> [Records excerpted from a collection]
Start of Block
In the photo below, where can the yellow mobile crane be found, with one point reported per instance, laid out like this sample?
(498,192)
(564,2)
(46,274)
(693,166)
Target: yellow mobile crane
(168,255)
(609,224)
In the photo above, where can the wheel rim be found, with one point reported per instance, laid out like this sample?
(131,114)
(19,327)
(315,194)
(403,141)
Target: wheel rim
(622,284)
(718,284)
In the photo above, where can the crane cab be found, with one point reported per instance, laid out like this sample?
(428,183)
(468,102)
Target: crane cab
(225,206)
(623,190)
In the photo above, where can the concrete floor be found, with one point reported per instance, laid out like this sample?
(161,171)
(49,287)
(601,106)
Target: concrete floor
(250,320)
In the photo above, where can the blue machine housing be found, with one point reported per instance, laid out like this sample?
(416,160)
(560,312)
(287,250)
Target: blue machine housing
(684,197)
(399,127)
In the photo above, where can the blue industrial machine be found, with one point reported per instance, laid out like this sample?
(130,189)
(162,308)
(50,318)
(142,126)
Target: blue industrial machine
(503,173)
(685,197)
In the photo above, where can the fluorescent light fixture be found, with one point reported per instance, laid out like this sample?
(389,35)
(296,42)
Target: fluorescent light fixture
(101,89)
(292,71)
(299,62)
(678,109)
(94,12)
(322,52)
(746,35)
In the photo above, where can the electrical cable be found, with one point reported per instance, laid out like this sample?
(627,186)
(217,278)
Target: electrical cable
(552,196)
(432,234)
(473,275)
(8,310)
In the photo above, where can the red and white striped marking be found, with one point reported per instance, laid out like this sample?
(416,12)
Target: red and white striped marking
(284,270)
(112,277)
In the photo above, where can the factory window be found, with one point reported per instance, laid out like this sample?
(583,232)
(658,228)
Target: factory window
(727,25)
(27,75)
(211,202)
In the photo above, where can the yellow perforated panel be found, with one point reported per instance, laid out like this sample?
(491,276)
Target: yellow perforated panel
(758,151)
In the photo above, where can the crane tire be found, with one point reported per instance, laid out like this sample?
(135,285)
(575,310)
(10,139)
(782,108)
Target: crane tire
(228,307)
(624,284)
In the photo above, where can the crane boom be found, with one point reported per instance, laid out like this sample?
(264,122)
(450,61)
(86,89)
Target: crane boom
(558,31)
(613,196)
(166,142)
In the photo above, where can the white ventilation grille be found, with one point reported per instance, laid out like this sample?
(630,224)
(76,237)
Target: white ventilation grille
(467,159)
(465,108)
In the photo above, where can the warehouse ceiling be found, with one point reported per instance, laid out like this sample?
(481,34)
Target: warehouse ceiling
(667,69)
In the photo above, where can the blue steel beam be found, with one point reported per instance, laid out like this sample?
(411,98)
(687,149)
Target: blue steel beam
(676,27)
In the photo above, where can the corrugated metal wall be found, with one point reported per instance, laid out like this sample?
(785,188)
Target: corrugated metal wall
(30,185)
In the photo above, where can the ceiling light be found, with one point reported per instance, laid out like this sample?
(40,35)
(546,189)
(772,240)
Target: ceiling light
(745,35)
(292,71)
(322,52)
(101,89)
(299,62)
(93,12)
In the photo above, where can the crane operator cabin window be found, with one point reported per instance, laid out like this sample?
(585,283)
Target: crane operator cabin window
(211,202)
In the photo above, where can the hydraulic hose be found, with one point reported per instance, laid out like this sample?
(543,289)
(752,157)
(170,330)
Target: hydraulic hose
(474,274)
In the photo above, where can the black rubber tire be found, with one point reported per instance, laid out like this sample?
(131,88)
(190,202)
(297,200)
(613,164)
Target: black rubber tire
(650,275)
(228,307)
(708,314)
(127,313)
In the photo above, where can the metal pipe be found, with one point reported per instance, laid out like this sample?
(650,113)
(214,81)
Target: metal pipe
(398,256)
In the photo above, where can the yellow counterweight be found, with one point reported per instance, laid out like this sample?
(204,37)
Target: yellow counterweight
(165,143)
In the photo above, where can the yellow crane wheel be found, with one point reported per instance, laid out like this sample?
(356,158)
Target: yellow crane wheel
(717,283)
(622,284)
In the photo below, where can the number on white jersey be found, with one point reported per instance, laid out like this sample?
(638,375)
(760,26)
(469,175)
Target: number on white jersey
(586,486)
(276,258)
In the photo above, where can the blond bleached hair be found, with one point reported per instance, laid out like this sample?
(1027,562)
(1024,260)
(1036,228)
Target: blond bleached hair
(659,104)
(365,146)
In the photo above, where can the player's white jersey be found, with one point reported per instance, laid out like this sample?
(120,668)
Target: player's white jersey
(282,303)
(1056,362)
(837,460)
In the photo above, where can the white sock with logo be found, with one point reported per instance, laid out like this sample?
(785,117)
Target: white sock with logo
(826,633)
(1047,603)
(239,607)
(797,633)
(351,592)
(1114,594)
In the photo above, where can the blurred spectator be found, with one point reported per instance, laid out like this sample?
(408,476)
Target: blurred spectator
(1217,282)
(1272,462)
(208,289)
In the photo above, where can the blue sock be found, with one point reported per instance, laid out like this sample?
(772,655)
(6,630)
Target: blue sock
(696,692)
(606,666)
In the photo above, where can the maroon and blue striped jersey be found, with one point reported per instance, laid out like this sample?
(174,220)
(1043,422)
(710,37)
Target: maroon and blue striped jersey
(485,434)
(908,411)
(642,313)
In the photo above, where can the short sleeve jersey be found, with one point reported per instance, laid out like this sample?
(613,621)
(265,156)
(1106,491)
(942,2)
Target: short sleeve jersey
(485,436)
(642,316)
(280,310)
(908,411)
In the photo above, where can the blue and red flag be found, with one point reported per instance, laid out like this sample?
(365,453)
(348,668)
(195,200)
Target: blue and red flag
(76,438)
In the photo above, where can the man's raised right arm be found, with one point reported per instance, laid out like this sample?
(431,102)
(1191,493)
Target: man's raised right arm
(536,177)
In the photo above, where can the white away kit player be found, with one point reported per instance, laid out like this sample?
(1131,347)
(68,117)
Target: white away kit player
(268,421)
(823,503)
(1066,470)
End of Block
> [EXERCISE DESCRIPTION]
In the entries above, identify every line with the word "below". Copy those lines.

> [RESPONSE FOR THIS EXERCISE]
In the photo below, where can the yellow mobile crane be found, with one point reported per instance, laid out like this sample?
In the photo below, where can the number on white jersey be found, with one point reported per instance, laid out like this sample?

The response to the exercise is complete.